▸ Raw data:
════════

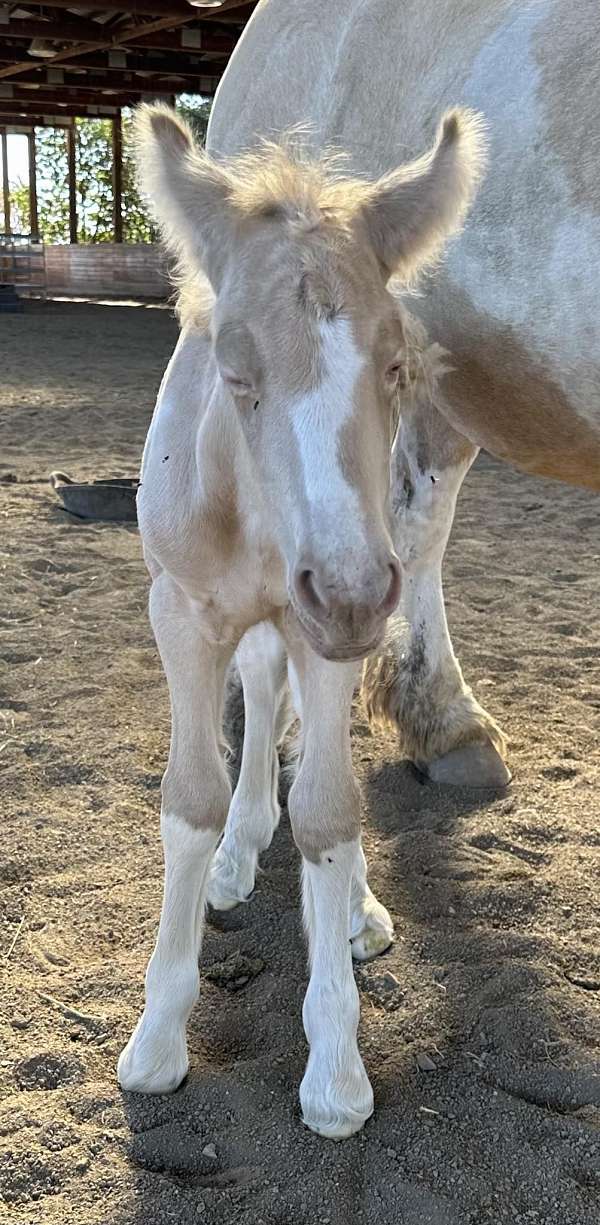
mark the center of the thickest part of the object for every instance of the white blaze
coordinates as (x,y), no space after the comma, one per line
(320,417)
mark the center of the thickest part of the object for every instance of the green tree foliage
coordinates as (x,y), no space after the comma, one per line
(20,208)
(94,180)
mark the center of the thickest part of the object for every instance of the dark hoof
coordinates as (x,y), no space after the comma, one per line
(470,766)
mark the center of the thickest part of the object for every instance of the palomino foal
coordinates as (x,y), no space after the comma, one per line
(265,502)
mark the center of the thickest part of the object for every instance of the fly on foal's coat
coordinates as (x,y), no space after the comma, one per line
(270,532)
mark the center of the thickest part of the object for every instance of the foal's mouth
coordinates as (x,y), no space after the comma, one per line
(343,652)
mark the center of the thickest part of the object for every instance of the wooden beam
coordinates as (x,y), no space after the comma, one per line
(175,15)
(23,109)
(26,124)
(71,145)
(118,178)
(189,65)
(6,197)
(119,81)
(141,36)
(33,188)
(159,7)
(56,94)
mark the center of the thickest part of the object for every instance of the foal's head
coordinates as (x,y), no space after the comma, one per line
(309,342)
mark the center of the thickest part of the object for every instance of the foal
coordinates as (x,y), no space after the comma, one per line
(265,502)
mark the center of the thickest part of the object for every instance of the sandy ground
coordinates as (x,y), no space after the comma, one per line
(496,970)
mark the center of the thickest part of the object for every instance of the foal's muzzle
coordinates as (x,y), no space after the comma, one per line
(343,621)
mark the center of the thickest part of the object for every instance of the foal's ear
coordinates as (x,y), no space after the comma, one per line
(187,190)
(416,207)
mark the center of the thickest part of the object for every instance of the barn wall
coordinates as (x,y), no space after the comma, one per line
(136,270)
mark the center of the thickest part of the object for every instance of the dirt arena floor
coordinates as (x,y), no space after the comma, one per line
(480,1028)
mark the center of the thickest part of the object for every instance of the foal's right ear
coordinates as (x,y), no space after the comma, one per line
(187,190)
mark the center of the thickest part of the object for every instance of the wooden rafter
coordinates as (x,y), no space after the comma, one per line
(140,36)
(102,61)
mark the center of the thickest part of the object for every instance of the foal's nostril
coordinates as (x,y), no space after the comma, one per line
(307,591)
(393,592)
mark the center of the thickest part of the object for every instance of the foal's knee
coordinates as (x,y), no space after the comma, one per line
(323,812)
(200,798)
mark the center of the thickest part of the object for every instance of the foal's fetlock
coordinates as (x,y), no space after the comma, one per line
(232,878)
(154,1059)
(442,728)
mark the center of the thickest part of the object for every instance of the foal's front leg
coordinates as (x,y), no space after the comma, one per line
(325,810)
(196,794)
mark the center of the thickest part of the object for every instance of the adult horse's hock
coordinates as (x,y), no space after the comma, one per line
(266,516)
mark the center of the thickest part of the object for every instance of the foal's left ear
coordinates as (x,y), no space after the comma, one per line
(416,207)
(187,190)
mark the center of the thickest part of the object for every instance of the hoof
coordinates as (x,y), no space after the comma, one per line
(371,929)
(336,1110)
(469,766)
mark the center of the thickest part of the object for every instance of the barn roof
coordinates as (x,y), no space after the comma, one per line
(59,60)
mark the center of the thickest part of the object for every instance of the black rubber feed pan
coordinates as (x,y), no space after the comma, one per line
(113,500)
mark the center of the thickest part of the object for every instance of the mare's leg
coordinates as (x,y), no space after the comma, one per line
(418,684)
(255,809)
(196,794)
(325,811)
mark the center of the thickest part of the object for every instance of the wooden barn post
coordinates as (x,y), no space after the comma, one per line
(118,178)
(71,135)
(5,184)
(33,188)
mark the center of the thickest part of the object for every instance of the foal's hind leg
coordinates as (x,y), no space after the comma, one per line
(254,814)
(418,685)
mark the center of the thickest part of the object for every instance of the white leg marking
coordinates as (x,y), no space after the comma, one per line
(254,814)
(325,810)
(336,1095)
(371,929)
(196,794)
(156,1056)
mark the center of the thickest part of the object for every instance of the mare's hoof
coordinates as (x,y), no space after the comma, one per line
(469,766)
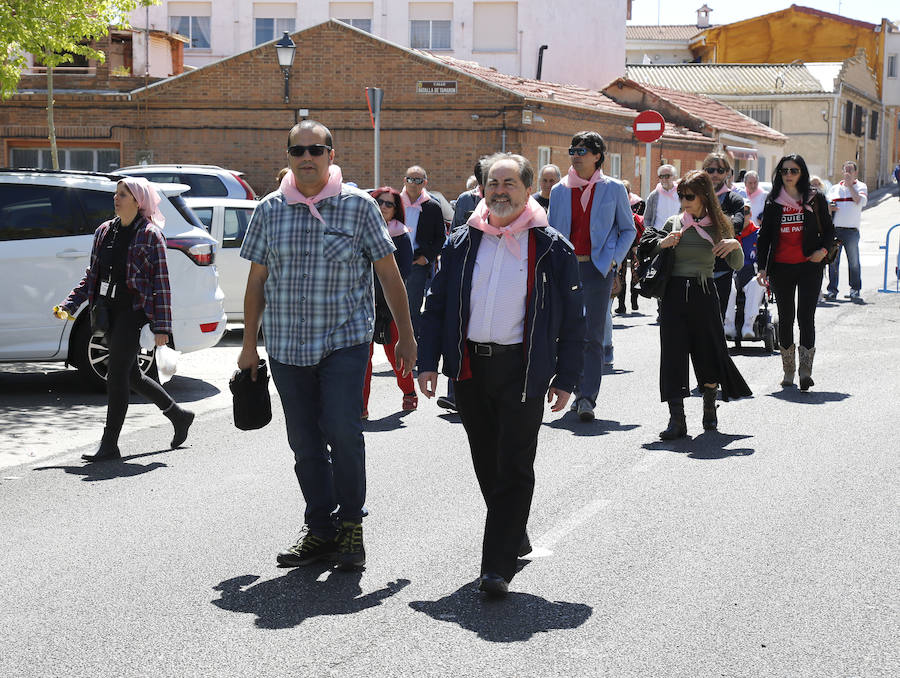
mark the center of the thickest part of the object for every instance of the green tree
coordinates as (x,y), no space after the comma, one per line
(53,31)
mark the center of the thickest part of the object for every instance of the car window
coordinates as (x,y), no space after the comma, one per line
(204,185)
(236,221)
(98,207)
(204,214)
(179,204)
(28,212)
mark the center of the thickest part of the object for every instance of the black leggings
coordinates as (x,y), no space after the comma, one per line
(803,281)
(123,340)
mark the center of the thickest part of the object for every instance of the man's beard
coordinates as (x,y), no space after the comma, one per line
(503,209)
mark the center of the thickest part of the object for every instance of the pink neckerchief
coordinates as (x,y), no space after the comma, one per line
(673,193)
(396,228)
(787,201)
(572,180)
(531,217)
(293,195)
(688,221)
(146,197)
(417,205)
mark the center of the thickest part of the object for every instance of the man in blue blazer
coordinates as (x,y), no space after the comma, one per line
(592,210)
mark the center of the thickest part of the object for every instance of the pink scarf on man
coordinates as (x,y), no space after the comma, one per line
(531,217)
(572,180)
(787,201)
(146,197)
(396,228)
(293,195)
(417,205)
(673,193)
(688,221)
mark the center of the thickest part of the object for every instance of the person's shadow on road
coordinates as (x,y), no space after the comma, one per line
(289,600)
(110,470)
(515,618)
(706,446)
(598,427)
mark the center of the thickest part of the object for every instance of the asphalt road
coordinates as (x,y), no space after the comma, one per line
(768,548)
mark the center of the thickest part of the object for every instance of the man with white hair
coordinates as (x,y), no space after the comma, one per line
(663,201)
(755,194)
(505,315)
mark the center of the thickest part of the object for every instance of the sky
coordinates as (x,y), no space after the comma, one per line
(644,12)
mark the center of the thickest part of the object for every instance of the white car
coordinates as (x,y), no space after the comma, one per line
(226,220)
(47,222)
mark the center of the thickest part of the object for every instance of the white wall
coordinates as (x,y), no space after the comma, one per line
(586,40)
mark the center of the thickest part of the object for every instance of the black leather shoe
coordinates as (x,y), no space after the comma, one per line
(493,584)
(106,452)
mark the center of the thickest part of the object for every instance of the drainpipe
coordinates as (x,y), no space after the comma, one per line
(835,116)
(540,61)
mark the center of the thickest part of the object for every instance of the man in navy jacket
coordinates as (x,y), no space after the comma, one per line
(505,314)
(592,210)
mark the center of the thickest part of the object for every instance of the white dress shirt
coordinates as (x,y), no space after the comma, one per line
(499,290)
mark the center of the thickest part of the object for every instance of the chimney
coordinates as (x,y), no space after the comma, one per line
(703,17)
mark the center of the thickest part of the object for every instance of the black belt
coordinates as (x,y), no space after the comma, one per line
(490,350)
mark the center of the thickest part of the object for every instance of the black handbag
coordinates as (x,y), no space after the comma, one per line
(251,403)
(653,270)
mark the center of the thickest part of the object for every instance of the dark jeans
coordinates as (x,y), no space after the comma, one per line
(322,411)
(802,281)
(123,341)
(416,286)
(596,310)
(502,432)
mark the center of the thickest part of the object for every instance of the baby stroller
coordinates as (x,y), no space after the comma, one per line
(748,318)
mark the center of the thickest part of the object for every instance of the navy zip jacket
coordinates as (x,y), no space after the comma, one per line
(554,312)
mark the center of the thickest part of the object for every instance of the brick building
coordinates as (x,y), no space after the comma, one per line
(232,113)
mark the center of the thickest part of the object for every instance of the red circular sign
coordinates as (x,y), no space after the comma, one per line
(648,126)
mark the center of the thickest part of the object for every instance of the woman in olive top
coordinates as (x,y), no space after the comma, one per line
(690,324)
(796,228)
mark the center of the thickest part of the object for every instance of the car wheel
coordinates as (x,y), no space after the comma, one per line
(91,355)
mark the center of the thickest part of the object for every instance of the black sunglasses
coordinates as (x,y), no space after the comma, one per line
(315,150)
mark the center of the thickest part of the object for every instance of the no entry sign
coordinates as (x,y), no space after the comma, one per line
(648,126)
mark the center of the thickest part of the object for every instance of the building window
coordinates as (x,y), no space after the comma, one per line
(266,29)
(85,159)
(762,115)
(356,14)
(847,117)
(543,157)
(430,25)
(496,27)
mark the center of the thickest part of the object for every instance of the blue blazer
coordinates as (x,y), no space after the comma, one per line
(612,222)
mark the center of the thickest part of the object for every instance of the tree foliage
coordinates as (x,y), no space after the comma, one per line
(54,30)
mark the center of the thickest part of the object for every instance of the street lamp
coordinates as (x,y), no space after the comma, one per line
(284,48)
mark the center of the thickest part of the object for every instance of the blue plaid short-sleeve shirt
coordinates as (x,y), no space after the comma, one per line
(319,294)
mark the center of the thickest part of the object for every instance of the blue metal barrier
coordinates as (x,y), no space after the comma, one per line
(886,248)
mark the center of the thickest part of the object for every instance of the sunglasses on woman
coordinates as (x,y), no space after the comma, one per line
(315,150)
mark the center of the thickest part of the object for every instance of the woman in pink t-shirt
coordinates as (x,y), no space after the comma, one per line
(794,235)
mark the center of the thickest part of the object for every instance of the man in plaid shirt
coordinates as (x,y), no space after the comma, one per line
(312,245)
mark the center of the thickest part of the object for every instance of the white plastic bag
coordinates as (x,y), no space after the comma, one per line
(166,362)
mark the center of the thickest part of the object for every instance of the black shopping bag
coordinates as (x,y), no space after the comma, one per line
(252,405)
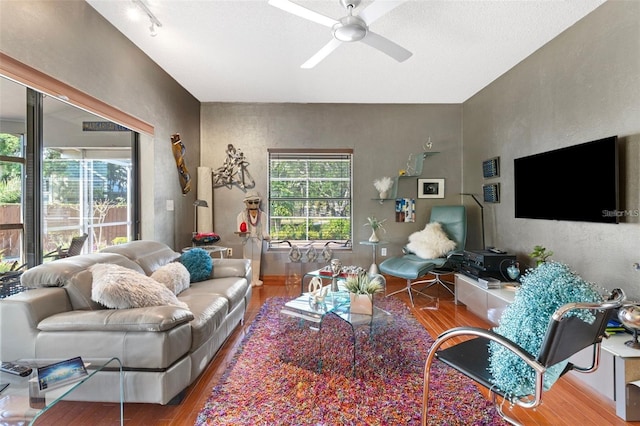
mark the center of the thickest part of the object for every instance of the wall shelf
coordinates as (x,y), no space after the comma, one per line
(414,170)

════════

Exclude all pictures and reproduce verbatim the lines running from the line that contains "sunglasses on woman" to the end of the data above, both ends included.

▸ Reply to the task:
mark the center of the thickest part of the object for every instance of the sunglasses on woman
coordinates as (x,y), no space after the comma, one per line
(315,150)
mark the center of the thickest part of the object for every instance of the woman in pink t-shirt
coordinates as (x,y), no space after the comma, one per line
(794,235)
mark the center of the thickest part of the object for every instance of the man in plaid shirt
coordinates as (x,y), no space after the comma, one per line
(312,245)
mark the center of the thickest part of the object for every instance of the white plastic bag
coordinates as (x,y), no space after the comma, one per line
(166,362)
mark the center of the thickest part of the object for every instance of the black shopping bag
coordinates as (x,y), no space after the comma, one per line
(252,405)
mark the center of the thickest part of the object for every instance of the wall shelf
coordinates as (x,y), no space after the comma, one per line
(414,170)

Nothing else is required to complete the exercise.